What you will do:
Reproduce the records from their start through the line containing "M231 233L208 249L172", substituting "vineyard plot" for "vineyard field" and leaving all else unchanged. Return only that revised portion.

::::::::::

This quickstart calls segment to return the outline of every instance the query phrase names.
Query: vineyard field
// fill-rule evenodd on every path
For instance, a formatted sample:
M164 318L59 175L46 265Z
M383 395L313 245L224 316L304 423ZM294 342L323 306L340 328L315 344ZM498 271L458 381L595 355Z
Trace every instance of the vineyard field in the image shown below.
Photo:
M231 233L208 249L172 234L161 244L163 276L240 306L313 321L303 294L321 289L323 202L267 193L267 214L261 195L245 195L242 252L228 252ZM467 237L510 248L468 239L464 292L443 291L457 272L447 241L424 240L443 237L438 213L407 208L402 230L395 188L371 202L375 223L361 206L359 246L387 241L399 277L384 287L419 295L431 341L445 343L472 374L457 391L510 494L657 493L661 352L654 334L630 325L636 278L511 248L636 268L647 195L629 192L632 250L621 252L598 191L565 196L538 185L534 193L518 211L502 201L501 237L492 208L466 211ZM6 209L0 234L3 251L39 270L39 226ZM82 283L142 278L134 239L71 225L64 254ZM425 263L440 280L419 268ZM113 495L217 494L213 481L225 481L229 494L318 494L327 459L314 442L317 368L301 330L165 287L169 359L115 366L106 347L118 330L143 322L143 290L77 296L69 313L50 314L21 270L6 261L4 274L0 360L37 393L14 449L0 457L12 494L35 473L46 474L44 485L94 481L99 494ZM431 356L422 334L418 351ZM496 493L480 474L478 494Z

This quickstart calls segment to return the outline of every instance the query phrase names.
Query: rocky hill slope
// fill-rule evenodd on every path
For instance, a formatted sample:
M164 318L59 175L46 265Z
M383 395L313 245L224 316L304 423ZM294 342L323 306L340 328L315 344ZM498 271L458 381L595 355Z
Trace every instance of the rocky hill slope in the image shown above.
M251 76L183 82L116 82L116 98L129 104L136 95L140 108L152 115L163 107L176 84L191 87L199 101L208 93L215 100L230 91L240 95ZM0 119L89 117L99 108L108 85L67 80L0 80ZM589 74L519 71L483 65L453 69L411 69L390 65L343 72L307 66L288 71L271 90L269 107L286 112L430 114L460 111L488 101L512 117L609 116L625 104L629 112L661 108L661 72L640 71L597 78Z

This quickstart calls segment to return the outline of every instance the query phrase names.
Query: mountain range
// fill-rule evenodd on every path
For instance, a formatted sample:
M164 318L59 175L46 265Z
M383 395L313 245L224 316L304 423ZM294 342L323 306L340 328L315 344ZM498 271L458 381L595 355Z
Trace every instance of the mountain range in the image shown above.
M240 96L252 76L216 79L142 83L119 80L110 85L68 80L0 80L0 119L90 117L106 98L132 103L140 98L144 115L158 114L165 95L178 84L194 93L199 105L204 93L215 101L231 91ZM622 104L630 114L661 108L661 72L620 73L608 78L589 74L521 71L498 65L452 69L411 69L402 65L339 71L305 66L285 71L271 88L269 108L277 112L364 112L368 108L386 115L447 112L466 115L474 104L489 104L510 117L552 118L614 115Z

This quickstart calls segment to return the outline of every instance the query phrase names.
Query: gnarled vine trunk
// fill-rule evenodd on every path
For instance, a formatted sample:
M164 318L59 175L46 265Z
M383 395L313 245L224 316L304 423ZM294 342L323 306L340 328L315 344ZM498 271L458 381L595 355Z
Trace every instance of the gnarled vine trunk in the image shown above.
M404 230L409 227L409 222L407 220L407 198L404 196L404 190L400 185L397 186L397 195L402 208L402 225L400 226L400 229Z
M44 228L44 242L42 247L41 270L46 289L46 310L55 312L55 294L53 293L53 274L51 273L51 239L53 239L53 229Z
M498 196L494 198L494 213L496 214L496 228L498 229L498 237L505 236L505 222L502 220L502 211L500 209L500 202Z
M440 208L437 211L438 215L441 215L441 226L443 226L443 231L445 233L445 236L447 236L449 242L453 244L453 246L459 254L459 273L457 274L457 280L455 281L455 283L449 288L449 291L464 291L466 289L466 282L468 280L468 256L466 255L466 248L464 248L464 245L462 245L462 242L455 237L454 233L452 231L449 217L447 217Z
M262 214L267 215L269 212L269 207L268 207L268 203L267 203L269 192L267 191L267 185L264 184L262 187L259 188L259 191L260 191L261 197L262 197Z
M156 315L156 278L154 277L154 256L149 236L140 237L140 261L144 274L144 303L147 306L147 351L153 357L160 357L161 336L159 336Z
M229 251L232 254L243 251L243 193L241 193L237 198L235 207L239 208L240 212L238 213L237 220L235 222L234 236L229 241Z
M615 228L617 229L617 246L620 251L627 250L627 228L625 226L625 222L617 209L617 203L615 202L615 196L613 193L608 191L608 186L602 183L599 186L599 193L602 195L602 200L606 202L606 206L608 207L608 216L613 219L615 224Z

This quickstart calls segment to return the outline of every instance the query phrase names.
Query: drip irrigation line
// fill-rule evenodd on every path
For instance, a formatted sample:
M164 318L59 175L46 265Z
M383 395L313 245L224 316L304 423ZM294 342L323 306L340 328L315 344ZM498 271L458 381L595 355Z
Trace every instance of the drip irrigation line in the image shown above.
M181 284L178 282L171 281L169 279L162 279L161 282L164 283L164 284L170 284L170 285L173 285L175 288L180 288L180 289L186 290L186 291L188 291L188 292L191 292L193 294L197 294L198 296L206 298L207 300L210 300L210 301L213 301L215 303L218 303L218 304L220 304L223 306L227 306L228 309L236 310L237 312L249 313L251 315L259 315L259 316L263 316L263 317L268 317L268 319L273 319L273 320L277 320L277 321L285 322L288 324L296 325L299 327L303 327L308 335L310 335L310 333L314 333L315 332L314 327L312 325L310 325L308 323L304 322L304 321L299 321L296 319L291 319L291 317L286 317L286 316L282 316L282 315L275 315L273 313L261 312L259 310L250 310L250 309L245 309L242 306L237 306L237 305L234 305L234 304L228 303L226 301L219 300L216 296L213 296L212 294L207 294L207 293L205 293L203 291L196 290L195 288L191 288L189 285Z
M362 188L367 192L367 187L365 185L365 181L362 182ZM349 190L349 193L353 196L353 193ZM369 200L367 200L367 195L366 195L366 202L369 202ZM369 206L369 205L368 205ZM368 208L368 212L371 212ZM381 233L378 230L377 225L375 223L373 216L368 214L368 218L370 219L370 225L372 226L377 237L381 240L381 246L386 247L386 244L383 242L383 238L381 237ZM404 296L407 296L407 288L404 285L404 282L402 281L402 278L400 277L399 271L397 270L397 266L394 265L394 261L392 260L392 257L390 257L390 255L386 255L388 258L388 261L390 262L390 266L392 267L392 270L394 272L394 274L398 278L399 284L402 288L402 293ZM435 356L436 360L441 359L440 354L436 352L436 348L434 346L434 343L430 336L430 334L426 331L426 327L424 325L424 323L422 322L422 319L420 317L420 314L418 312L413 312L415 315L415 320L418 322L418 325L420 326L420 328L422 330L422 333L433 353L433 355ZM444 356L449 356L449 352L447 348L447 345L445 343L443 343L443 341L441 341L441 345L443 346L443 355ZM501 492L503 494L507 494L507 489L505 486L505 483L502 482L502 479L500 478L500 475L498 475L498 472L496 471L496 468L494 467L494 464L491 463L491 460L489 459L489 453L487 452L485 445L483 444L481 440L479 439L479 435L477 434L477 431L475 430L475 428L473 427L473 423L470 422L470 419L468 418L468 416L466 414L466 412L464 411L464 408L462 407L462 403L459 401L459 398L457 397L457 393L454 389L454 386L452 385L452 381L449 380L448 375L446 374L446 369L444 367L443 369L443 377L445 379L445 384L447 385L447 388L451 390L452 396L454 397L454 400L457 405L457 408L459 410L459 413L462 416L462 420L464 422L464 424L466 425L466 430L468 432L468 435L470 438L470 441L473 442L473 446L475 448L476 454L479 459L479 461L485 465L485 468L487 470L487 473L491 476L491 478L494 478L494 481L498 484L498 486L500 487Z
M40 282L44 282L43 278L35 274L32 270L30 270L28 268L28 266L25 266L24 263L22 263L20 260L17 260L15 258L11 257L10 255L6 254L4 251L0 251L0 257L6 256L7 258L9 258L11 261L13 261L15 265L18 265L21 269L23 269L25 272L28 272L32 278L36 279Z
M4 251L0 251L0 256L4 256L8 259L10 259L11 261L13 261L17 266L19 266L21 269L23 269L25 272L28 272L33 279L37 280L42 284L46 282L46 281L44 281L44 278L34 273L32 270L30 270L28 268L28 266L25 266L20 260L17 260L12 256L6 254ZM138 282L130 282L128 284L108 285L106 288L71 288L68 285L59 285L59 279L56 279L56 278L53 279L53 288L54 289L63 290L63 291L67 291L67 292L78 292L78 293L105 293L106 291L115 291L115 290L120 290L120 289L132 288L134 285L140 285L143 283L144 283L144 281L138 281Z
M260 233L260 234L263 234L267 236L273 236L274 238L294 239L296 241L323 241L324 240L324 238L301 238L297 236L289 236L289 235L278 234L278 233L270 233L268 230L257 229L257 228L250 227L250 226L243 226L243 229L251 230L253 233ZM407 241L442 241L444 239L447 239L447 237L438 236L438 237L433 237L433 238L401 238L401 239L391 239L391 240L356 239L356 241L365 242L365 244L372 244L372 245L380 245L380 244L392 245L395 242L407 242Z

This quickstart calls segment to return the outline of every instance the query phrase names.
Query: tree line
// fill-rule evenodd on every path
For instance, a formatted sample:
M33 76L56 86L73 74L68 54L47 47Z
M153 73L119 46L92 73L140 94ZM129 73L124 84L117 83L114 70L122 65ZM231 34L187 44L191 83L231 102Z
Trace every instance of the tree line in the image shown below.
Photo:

::::::::::

Correct output:
This quickstart calls segment to return the outline of every instance the query phrase names.
Query: vineyard plot
// fill-rule evenodd on every path
For instance, a formatted sample:
M164 318L59 175L46 265Z
M383 395L313 245L224 316L304 423ZM294 342L323 306L340 328L315 344ZM498 271L458 381L595 355Z
Trace every instance of the vineyard plot in the image shown below.
Photo:
M231 233L208 249L172 234L161 244L163 276L240 306L313 321L303 294L321 289L323 202L267 193L267 214L261 195L245 195L242 252L228 252ZM467 237L510 248L468 239L464 292L443 291L457 272L447 241L424 240L443 237L438 213L407 208L402 230L395 188L371 202L375 223L361 206L359 246L387 241L399 277L384 287L419 295L431 341L445 343L472 374L457 391L510 494L657 493L661 352L654 334L630 325L636 278L511 248L636 268L647 195L629 192L632 250L621 252L598 191L565 196L538 185L534 193L518 211L502 201L501 237L492 208L466 211ZM6 209L0 234L3 251L39 270L39 226ZM82 283L142 278L134 239L71 225L64 254ZM425 263L440 280L419 268ZM113 495L217 494L213 481L225 481L229 494L318 494L327 459L314 442L317 368L301 330L165 287L169 359L115 366L106 347L118 330L143 322L143 290L77 296L69 313L50 314L21 270L6 261L4 274L0 360L37 393L14 449L0 457L12 494L35 473L46 474L44 485L94 481L99 494ZM431 356L422 334L418 351ZM496 493L480 474L478 494Z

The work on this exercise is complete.